### WHAT IS BEING ASKED:
How many lines in the rows below contain the word "white"? Give only the number.

+++ TASK DATA

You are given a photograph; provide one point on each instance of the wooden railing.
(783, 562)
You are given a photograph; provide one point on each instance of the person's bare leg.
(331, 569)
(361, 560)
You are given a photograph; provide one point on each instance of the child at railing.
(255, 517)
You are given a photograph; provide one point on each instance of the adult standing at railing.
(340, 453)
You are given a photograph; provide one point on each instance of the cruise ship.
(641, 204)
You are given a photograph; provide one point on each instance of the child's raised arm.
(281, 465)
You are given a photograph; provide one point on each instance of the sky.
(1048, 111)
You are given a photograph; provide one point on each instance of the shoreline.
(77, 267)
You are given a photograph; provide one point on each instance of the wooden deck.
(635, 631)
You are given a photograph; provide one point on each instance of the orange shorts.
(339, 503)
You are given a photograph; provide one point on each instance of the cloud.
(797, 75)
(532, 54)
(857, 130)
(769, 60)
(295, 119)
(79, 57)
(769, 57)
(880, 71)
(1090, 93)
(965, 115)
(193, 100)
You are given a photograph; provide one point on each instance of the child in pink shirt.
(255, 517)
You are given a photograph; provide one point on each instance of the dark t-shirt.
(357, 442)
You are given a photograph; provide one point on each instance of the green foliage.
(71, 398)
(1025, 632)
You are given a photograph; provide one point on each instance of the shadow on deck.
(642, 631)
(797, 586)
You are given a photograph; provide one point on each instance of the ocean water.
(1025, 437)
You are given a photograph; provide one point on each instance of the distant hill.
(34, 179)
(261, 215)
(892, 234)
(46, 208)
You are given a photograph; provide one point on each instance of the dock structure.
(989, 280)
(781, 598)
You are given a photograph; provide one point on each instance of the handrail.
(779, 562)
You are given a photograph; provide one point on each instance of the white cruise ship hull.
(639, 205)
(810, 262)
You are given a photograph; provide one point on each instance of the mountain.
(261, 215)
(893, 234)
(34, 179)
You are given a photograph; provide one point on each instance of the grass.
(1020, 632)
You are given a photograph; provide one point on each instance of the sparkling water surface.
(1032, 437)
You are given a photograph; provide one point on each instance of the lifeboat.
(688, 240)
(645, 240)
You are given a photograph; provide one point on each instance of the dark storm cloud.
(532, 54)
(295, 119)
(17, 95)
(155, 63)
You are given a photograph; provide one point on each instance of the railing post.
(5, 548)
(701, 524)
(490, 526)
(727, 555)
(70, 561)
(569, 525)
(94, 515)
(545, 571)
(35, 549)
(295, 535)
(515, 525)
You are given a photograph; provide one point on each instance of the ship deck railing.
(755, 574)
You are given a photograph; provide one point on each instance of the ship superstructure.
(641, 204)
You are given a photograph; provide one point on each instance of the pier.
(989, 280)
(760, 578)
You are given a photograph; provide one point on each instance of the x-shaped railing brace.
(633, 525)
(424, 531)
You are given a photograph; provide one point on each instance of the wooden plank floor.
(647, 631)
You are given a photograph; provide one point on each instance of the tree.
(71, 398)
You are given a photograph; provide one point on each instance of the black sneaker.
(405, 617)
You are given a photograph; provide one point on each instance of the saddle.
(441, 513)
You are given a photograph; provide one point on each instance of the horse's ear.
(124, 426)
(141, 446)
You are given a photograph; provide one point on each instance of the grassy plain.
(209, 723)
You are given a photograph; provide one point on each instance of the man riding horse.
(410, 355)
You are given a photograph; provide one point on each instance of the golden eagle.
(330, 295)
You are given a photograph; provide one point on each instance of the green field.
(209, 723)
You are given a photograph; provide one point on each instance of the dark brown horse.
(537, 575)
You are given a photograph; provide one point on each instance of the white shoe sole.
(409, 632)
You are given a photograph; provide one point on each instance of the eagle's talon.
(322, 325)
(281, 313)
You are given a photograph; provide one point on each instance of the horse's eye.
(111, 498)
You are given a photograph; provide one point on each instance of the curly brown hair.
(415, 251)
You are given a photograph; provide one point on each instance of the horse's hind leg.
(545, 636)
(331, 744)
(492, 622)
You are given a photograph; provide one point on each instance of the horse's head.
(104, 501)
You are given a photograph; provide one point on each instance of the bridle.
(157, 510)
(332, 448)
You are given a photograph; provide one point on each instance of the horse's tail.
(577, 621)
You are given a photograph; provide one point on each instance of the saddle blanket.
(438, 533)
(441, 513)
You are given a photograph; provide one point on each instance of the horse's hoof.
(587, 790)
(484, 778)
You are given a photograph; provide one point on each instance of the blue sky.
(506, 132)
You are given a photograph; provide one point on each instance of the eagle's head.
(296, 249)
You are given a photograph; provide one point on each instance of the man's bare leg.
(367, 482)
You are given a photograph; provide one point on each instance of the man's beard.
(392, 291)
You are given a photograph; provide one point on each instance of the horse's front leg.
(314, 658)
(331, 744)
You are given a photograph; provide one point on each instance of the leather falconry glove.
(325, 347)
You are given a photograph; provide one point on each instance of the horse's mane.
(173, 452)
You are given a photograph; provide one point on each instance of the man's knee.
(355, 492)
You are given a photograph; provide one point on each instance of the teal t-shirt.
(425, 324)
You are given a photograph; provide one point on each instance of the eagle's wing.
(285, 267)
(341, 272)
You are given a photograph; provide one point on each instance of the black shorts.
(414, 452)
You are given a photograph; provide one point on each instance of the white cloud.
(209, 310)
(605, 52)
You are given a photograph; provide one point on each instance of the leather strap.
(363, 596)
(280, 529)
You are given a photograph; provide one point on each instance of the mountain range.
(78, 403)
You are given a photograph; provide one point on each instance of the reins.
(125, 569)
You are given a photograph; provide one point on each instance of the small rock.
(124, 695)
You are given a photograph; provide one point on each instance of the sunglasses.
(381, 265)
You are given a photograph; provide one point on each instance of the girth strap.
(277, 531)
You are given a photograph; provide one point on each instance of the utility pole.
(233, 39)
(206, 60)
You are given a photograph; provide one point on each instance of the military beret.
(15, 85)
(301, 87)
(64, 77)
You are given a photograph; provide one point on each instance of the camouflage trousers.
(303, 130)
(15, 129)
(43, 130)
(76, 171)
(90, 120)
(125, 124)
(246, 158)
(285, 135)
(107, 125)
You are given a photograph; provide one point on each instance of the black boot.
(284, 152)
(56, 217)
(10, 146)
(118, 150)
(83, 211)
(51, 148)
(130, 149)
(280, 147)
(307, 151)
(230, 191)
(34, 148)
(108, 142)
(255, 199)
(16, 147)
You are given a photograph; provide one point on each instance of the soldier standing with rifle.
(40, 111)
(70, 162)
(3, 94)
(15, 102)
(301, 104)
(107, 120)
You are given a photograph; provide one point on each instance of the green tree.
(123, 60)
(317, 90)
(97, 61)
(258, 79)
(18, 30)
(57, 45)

++++++
+++ TASK DATA

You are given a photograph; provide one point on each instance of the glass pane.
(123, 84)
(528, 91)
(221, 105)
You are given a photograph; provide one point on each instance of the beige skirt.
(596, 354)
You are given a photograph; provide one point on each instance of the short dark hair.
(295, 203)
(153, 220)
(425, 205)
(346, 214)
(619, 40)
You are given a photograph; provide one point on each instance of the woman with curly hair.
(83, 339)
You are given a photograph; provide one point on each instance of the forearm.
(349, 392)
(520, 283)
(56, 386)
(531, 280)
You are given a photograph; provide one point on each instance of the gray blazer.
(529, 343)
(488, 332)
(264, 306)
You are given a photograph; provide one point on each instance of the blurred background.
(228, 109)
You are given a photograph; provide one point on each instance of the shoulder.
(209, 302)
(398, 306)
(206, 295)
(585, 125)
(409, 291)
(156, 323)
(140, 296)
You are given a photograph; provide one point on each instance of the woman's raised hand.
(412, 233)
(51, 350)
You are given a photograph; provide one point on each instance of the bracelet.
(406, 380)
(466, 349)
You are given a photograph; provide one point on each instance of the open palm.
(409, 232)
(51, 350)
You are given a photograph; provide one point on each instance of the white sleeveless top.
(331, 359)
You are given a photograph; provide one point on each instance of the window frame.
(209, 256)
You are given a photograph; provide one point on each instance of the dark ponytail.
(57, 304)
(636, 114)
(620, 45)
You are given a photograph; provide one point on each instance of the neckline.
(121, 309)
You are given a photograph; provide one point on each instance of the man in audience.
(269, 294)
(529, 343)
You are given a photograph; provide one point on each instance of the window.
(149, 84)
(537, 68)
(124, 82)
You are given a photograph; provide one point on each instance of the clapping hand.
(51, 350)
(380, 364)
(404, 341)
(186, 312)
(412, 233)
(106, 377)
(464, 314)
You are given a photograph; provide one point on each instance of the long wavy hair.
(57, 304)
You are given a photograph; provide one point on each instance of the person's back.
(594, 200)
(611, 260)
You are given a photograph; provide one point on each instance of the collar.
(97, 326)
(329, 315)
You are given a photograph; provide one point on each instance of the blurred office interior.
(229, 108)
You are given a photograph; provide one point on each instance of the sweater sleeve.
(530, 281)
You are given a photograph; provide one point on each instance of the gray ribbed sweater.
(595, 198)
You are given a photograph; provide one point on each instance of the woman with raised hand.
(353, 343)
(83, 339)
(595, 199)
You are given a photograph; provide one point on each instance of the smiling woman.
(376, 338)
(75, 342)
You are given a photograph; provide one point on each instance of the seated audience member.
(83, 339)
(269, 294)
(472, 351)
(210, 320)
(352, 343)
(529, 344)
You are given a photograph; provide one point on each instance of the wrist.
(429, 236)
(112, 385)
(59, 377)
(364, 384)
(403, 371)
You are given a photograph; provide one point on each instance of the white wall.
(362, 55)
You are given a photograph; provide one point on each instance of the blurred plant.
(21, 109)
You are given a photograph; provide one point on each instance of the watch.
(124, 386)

++++++

### ANSWER TO THE PROBLEM:
5